►

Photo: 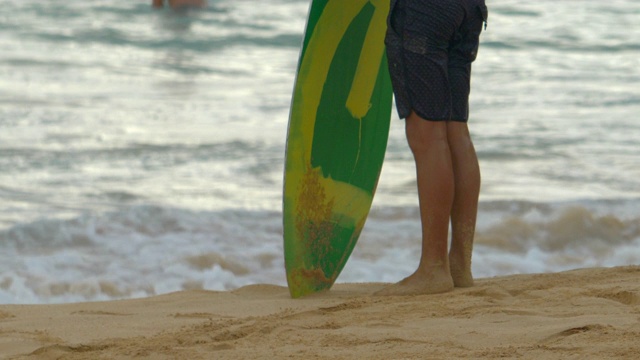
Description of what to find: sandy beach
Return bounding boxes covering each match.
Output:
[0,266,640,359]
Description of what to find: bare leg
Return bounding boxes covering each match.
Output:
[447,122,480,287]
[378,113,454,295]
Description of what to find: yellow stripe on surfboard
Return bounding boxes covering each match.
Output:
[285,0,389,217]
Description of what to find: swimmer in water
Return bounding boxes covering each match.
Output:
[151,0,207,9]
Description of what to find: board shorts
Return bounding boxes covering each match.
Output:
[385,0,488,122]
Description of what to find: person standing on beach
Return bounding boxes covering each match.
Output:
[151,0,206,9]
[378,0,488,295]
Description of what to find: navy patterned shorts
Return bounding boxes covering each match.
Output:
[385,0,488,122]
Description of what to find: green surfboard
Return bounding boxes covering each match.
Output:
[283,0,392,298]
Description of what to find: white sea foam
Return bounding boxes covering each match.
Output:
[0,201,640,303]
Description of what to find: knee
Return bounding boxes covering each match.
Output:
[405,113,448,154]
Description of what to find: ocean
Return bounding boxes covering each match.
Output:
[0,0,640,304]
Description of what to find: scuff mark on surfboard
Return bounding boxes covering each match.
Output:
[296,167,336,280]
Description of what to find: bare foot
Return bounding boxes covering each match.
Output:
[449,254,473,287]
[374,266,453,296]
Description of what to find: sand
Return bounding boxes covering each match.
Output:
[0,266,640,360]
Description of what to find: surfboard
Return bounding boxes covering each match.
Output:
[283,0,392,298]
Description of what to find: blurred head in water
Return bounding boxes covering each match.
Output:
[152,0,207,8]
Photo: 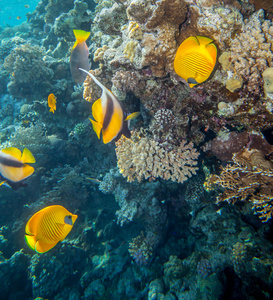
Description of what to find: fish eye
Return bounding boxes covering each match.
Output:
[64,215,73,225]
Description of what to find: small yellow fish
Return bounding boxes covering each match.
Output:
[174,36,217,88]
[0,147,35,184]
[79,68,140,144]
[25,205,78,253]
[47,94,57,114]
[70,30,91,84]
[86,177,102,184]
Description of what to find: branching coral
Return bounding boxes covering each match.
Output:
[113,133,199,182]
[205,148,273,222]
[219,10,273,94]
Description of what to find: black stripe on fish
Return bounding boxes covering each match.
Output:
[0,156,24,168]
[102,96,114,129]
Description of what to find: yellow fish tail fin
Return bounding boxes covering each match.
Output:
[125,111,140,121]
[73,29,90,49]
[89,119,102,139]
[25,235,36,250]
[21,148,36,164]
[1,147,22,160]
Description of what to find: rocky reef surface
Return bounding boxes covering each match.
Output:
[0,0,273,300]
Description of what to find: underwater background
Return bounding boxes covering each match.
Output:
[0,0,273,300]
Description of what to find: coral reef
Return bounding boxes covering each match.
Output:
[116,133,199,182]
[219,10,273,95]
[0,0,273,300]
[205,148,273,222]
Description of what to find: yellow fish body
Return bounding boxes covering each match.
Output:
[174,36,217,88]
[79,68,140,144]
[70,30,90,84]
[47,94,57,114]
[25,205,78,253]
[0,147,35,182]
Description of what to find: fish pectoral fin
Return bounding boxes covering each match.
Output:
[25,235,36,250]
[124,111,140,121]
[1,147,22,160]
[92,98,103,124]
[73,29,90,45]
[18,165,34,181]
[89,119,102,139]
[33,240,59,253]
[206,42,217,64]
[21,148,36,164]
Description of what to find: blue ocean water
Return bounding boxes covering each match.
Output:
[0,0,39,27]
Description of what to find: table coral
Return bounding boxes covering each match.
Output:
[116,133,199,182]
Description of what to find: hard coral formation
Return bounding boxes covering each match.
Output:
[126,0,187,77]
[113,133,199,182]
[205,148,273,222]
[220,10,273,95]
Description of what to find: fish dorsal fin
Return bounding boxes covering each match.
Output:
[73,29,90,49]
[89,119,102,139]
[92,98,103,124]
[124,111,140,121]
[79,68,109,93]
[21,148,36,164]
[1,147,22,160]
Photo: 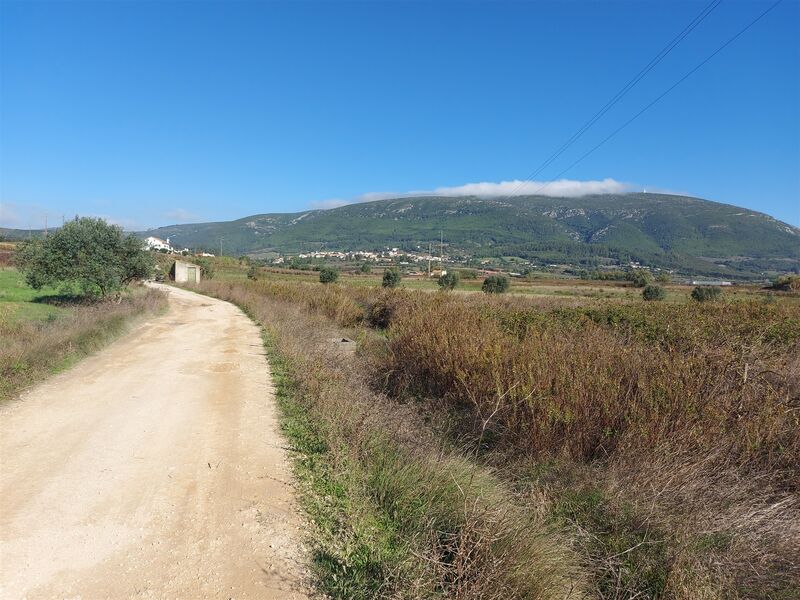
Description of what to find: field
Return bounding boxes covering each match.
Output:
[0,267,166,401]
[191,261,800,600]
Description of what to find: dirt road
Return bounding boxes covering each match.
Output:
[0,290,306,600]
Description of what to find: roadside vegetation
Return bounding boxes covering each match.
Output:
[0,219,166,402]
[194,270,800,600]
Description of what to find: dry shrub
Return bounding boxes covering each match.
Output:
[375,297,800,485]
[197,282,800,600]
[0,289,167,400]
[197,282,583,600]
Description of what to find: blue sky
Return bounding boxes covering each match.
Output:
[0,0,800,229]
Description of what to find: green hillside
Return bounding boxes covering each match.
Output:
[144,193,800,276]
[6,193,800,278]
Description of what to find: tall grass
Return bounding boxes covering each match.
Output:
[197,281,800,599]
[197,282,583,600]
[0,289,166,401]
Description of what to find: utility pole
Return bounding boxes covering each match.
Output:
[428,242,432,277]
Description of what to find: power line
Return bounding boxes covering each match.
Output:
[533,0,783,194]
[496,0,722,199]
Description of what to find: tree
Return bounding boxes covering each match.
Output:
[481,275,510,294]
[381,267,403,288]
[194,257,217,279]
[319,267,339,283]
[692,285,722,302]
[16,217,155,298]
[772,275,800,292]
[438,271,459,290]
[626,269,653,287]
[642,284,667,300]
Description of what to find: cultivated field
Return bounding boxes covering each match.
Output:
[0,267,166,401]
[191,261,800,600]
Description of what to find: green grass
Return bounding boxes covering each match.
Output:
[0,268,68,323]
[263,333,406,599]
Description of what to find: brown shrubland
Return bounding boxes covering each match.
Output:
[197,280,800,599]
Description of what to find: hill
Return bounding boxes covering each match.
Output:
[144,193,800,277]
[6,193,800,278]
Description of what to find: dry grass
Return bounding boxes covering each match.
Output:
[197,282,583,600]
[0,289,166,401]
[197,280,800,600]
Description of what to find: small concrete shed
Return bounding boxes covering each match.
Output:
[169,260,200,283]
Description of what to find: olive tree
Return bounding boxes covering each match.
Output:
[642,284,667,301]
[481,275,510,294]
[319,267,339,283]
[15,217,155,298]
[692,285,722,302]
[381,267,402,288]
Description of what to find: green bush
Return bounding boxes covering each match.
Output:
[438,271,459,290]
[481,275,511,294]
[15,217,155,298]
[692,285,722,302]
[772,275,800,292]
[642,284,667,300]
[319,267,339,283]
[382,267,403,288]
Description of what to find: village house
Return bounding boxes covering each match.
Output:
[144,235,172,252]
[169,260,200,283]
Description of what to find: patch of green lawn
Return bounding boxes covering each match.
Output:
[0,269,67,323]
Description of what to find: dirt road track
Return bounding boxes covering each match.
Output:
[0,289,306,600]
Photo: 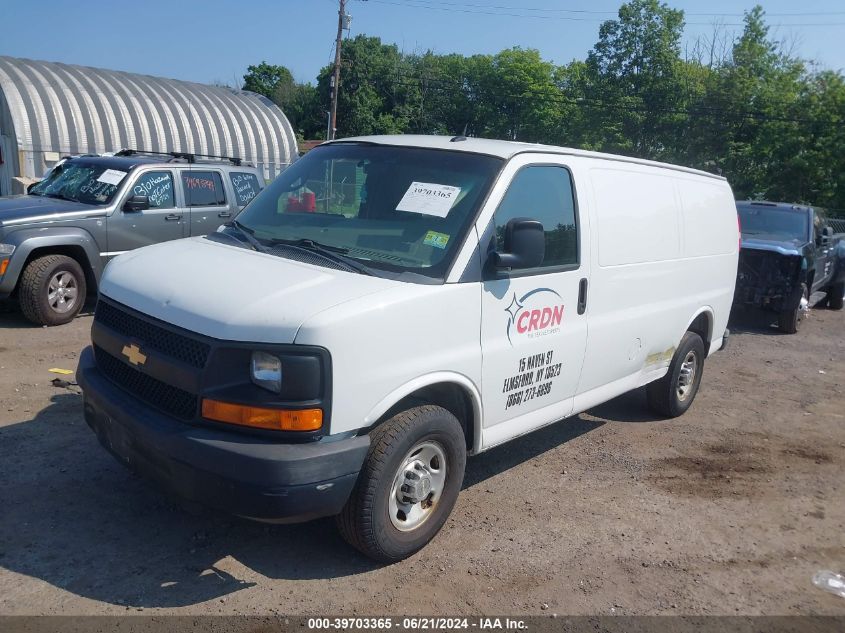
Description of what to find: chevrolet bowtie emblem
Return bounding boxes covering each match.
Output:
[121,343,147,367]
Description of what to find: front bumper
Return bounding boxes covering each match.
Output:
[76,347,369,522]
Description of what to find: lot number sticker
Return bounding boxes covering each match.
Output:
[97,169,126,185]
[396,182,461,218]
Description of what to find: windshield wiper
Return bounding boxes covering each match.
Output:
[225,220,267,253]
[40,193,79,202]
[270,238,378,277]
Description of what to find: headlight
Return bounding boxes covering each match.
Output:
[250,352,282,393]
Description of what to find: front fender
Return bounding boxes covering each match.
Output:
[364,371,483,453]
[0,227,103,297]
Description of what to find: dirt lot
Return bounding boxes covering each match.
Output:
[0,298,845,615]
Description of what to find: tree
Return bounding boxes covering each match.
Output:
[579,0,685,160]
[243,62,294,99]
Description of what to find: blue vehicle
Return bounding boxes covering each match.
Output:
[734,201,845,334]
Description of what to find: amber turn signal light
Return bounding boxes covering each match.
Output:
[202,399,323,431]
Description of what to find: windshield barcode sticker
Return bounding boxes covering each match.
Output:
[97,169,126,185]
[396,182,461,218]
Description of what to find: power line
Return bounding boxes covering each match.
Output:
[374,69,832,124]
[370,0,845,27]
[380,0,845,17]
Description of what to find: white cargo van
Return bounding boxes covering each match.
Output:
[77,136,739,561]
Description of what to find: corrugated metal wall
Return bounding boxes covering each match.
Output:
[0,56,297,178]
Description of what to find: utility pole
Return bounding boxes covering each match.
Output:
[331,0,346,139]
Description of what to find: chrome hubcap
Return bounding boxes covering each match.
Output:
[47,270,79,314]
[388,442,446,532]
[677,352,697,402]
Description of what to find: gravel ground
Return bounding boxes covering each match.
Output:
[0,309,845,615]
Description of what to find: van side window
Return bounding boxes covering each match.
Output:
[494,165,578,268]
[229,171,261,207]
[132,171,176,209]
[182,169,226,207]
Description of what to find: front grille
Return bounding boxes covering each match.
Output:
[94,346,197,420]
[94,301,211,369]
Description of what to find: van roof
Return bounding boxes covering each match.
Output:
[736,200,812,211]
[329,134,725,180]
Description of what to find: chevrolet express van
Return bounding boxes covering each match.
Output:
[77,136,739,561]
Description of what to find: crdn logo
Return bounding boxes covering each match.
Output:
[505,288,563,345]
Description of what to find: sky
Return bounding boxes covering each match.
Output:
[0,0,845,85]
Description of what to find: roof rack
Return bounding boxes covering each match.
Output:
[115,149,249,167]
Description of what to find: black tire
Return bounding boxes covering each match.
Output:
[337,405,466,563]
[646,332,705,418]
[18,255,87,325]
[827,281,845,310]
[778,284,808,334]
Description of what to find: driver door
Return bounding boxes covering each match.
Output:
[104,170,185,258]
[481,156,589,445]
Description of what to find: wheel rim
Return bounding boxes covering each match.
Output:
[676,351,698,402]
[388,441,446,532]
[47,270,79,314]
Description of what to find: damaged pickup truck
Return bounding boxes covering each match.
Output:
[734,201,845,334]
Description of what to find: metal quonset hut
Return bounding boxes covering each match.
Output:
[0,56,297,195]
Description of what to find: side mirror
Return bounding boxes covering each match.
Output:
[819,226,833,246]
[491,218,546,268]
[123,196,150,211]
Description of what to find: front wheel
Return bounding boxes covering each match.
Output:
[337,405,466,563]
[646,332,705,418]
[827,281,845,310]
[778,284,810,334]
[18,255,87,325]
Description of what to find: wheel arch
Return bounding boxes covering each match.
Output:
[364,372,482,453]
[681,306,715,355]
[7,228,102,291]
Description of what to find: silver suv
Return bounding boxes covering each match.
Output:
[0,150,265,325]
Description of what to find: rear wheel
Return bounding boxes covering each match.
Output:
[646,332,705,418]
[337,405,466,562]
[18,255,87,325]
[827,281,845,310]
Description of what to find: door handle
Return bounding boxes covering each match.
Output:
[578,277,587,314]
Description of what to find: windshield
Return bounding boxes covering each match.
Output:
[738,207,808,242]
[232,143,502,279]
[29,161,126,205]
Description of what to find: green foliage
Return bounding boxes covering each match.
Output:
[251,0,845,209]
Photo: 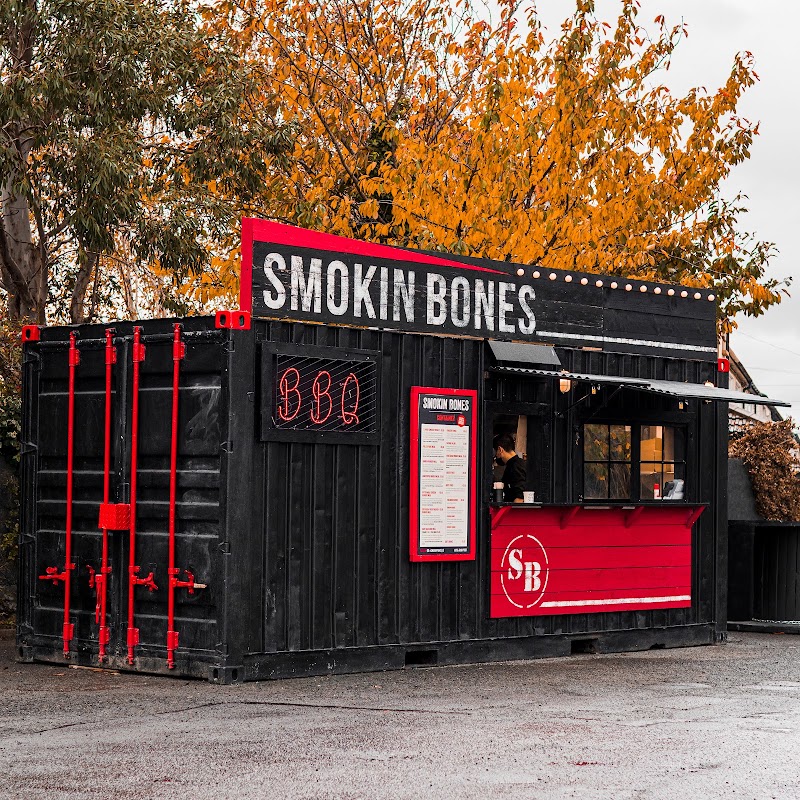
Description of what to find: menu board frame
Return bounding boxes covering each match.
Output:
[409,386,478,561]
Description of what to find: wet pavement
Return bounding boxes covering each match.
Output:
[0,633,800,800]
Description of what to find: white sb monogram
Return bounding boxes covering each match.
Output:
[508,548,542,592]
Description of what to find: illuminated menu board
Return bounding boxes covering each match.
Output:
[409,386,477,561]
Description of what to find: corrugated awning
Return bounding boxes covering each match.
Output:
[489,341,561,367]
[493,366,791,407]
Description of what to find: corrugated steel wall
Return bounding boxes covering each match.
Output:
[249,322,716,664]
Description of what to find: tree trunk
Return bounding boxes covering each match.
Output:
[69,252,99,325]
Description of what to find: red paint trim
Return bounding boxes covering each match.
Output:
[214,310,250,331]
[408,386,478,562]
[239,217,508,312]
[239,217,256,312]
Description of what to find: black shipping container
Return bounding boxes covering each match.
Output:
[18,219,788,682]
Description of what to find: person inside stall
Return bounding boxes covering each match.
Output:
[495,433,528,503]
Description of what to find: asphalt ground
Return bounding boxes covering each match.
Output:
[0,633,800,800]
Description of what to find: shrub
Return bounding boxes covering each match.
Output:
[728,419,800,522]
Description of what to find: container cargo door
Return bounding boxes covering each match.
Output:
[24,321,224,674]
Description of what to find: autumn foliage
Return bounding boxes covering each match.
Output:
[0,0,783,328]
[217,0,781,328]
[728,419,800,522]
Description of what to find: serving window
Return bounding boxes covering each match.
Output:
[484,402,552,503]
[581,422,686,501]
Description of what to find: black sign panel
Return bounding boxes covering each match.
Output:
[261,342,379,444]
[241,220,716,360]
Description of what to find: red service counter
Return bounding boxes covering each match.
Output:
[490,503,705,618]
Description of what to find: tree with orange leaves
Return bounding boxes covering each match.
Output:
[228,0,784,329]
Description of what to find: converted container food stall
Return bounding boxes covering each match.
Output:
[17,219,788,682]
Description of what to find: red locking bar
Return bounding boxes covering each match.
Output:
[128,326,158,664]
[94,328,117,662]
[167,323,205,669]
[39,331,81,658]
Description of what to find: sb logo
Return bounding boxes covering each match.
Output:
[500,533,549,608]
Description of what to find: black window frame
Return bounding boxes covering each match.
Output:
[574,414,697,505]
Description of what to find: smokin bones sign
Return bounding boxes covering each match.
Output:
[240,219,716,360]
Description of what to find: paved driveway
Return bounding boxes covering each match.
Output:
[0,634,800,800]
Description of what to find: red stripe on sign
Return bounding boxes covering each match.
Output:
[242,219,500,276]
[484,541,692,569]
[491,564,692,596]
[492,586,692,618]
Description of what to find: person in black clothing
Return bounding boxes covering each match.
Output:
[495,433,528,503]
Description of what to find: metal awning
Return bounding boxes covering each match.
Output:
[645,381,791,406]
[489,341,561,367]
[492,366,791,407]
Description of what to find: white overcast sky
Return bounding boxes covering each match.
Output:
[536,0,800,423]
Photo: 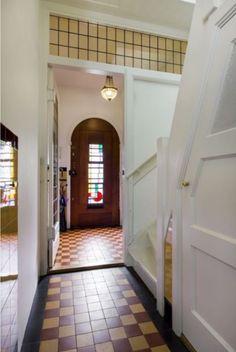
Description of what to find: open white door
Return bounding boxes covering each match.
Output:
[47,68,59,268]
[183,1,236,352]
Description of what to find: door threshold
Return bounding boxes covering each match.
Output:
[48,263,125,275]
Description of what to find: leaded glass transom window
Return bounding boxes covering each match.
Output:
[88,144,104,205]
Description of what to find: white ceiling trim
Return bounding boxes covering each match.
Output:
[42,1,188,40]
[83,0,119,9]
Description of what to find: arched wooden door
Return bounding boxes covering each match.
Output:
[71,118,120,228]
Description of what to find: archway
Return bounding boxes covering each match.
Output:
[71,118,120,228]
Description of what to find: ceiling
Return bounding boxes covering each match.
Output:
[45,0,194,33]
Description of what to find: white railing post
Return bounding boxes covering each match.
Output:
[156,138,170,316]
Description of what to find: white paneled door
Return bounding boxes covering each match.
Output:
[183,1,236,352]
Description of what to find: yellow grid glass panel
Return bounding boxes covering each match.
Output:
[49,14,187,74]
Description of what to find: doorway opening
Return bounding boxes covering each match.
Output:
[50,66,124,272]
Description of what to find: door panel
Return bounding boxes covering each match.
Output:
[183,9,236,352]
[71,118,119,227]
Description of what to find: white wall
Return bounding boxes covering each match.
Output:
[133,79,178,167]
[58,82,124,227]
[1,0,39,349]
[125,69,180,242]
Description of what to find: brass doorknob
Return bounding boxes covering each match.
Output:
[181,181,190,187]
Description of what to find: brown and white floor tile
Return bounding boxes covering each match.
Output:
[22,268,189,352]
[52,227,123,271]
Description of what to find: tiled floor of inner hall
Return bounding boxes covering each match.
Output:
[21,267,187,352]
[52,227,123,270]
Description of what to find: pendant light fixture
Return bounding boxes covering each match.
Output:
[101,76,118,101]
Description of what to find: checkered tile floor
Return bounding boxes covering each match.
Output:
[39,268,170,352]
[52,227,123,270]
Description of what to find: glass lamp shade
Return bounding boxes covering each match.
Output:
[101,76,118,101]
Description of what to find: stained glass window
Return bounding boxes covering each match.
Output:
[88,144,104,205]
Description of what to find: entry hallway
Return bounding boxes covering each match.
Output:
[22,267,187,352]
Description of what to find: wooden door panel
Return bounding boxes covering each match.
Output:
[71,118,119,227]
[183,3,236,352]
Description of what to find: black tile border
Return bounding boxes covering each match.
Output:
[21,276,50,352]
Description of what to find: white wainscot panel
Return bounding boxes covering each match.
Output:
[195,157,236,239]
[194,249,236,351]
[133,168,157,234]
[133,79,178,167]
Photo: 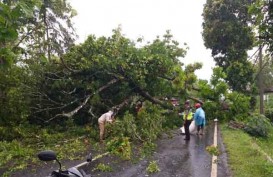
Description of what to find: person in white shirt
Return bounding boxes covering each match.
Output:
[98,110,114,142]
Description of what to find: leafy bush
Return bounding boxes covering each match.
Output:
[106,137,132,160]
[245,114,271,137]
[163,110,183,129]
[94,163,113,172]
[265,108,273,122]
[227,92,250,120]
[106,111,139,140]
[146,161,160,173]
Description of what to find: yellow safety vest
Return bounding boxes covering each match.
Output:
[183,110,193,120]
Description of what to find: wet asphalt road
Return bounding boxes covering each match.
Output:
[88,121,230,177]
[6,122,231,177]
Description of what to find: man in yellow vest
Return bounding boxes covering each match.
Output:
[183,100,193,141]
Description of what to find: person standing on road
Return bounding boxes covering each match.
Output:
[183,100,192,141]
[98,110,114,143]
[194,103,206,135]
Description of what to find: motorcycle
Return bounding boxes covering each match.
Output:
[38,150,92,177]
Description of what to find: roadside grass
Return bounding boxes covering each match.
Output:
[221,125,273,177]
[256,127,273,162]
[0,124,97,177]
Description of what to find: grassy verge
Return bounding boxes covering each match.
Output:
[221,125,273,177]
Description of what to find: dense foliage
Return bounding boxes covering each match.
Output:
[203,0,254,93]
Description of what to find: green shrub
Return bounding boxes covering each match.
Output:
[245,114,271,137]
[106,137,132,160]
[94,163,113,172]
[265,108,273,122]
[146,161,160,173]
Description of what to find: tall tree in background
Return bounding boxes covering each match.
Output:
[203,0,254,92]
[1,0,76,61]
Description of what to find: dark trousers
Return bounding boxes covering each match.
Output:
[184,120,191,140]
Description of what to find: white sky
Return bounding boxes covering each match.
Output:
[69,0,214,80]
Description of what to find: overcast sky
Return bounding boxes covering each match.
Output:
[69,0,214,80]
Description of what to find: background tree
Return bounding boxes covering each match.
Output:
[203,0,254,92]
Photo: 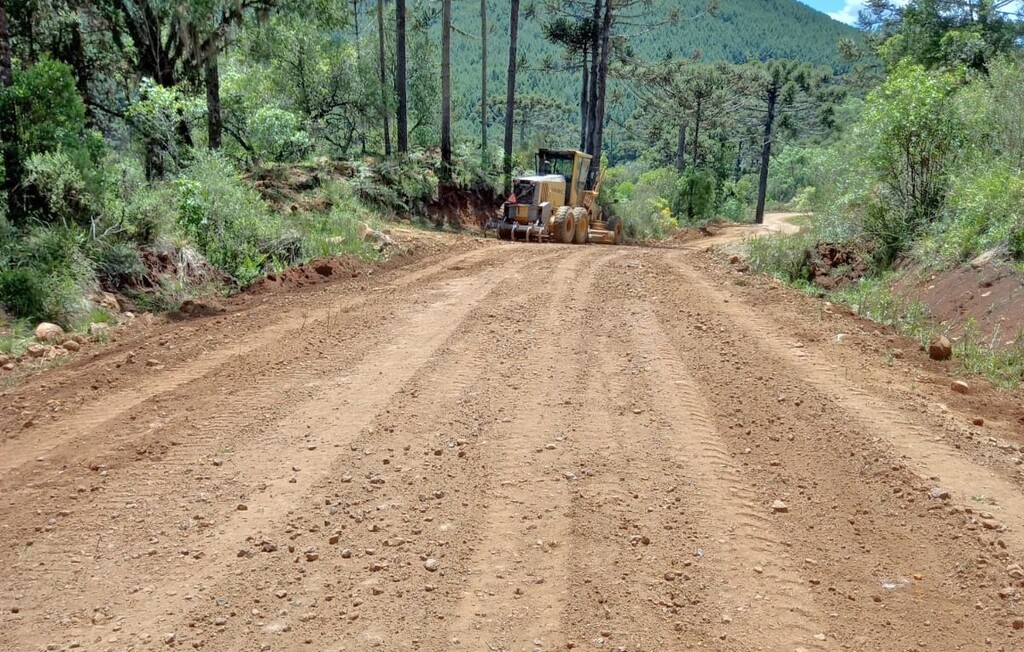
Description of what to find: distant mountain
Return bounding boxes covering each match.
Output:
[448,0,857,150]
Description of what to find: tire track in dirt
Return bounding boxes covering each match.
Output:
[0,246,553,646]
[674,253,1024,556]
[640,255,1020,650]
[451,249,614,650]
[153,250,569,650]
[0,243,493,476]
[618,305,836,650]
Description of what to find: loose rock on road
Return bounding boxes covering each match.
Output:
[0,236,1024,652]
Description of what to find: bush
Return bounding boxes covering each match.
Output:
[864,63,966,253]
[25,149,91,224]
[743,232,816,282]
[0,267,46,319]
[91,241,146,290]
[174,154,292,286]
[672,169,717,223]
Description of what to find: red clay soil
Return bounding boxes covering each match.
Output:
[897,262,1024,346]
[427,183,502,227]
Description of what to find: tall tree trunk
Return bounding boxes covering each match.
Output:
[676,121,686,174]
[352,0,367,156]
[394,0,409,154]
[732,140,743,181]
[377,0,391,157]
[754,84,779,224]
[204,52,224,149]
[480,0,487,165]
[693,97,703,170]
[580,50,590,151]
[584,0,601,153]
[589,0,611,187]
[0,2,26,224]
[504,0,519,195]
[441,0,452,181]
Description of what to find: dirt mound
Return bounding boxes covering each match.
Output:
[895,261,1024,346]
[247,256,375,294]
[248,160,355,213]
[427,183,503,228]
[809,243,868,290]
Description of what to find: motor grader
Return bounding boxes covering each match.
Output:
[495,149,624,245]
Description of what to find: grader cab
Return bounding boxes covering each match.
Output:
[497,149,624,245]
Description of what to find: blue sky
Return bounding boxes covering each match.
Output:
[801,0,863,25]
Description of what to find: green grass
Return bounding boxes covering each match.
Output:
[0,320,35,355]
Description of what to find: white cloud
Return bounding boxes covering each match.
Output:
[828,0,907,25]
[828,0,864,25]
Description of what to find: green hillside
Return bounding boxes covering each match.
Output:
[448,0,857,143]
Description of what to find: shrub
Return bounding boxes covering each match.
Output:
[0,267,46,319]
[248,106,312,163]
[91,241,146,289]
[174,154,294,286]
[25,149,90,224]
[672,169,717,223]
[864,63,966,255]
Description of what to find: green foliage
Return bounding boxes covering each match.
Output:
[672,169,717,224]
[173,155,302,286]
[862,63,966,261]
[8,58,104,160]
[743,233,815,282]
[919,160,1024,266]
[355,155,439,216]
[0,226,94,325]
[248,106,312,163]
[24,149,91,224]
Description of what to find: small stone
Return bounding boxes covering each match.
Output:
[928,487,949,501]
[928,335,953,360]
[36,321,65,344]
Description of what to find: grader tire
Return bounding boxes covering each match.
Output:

◄

Rewrite the rows starting at the line that has "Description of what to find: autumn foliage" and ending after the line that has "[490,503,705,618]", changing "serving window" to "order window" and leaving everything else the same.

The result |
Description of what to find: autumn foliage
Return bounding boxes covering each match.
Output:
[0,0,783,328]
[217,0,781,328]
[728,419,800,522]
Description of what to find: order window
Return bounding boxes covering each match.
Output:
[484,402,552,503]
[581,422,686,501]
Description of what to find: black sign panel
Return bounding boxes covering each match.
Output:
[261,342,379,444]
[241,220,716,360]
Description of what to find: red service counter
Return bounding boxes covering each match.
Output:
[490,503,705,618]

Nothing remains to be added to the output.